Passunterschiede bei verschiedenen Körperhaltungen

Ein wichtiger Passabnehmer für Kasanwirjo – sofern dieser in der Innenverteidigung aufläuft – ist zumeist der vorgelagerte, nach rechts pendelnde Sechser/Achter. Das wäre bei Rapid aktuell Roman Kerschbaum, später vielleicht Lukas Grgic, sofern dieser Kerschbaum aus der Mannschaft spielen kann. Auf die linke Offensivseite orientiert sich Kasanwirjo eher in Form von Wechsel- und Diagonalpässen, die naturgemäß ungenauer ausfallen, weil sie komplizierter zu spielen und auch anzunehmen sind. Progressivpässe aus dem Spielaufbau heraus passieren bei ihm demnach bei offener Körperhaltung sehr einfach und geradeaus, bei Verlagerungssituationen aber wesentlich riskanter und direkter.

Dem ist zu entnehmen, dass Kasanwirjo nicht selten direkt auf den „Grüll-Flügel“ verlagern will und verhältnismäßig selten den vorgelagerten und nach links versetzten Sechser, als zumeist Sattlberger, als „Zwischenstation“ wählt. Anders verhält es sich allerdings, wenn Sattlberger abkippt. In diesem Fall sucht Kasanwirjo eher den einfachen Pass und sofort Neupositionierung, um weniger Risiko im Aufbau zu nehmen.

Unterschiede zu Cvetkovic

Was nicht von ungefähr kommt ist, dass Kasanwirjo für einen Verteidiger ausgesprochen viele Bälle ins letzte Drittel spielt. Durchschnittlich kam er in den letzten 1 ½ Jahren auf 14,6 progressive Pässe pro Spiel und durchschnittlich 7.87 davon kamen ins letzte Drittel. Die Statistik ist aber ein wenig verfälscht, weil Kasanwirjo bekanntlich auch als Rechtsverteidiger und teilweise als Sechser eingesetzt wurde.
■ ■ ■ ■
◆ **Aufgabe im Detail**
Auf wie viele progressive Pässe pro Spiel kam Kasanwirjo laut der Auswahl in den letzten 1 ½ Jahren im Durchschnitt?

Gespeicherte Dateneinträge
■ ■ ■ ■
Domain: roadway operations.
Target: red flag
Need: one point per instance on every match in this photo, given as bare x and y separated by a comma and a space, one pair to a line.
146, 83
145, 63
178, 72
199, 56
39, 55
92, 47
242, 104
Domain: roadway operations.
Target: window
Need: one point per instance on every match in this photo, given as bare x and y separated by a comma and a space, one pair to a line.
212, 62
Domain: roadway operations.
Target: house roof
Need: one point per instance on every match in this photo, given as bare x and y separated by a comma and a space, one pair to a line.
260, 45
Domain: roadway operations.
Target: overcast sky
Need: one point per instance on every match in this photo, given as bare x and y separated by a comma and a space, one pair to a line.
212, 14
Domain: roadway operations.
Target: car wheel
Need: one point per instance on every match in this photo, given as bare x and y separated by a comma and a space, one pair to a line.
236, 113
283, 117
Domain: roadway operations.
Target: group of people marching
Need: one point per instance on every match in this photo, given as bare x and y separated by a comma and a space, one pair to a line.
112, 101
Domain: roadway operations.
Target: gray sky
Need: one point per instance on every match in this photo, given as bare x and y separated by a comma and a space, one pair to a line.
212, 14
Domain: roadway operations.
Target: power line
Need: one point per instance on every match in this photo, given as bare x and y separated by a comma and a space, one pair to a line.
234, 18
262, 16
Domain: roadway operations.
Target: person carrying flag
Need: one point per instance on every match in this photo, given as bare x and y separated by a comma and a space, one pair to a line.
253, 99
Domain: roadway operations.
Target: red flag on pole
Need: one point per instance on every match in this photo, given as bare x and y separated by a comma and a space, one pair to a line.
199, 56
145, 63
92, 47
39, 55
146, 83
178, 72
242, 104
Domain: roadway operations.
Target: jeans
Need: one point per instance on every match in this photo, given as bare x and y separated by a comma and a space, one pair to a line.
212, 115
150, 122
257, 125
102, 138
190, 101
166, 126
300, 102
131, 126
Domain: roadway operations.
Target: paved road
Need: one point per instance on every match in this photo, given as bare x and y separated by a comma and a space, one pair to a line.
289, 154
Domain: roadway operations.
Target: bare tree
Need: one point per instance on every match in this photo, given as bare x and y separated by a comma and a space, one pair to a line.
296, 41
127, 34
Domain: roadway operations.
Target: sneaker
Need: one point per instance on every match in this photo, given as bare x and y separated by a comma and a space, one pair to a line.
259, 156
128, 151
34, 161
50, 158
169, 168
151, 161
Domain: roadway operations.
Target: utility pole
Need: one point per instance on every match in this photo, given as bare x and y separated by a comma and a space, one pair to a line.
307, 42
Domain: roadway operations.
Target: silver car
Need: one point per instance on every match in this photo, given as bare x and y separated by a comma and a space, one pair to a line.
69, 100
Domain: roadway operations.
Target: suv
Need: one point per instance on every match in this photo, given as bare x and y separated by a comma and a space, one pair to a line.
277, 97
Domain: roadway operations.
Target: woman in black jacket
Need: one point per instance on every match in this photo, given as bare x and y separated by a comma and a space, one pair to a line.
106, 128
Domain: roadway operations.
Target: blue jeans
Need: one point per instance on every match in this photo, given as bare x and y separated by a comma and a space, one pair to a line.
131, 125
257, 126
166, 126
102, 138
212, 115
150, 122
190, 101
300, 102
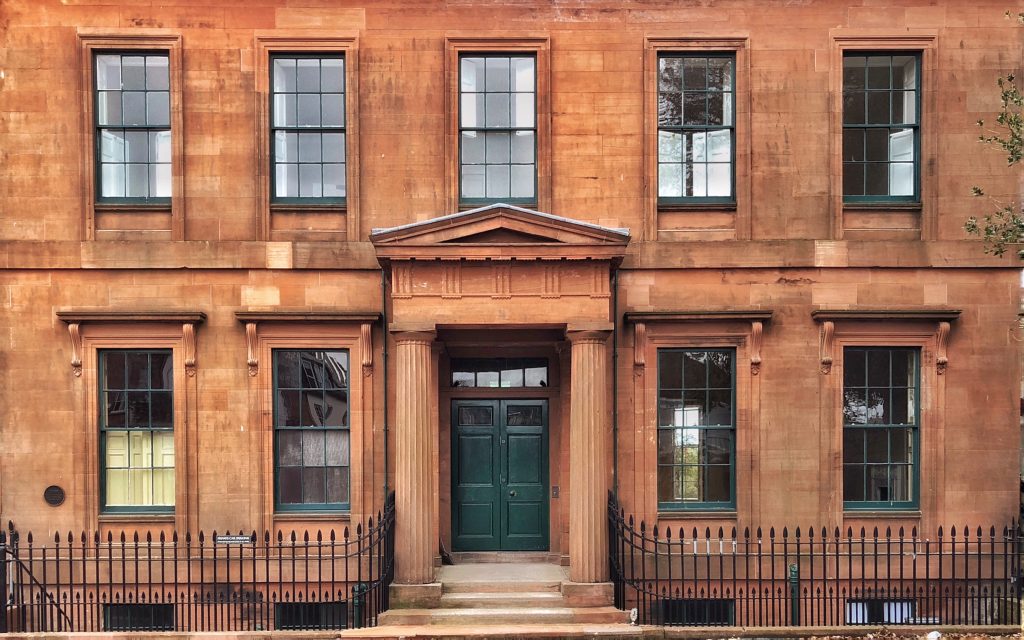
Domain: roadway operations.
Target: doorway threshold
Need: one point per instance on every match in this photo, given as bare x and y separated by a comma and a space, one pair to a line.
496, 557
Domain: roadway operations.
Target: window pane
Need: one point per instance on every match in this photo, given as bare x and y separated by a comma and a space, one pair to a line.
287, 180
472, 147
497, 78
522, 181
132, 72
498, 148
670, 180
523, 110
133, 105
498, 110
498, 180
158, 111
471, 74
522, 74
522, 147
284, 75
109, 72
333, 109
109, 108
332, 75
307, 75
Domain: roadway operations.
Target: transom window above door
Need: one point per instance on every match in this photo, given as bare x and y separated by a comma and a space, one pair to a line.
500, 372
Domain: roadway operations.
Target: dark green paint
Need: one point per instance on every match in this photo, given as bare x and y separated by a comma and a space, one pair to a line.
500, 475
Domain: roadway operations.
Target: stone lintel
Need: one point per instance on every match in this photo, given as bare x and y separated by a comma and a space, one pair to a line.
587, 594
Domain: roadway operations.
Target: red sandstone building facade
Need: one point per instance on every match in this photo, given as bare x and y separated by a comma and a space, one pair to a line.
263, 262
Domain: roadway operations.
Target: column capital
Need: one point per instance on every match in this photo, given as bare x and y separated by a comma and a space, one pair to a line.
426, 337
582, 336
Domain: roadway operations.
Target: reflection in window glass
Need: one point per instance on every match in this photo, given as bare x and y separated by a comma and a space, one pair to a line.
508, 373
695, 427
133, 126
136, 425
880, 426
311, 429
695, 126
881, 102
498, 128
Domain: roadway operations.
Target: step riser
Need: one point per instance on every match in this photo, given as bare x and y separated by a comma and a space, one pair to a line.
499, 587
494, 616
504, 600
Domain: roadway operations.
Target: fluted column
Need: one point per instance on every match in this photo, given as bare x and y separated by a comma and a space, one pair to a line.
590, 434
414, 444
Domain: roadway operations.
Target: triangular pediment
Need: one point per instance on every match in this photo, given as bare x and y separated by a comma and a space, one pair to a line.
499, 225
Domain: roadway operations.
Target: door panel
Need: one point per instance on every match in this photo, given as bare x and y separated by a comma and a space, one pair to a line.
475, 486
500, 478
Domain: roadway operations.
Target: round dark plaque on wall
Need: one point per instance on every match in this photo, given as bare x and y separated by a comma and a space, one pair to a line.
■ ■ ■ ■
◆ **Antwort**
Auf durchschnittlich 14,6 progressive Pässe pro Spiel.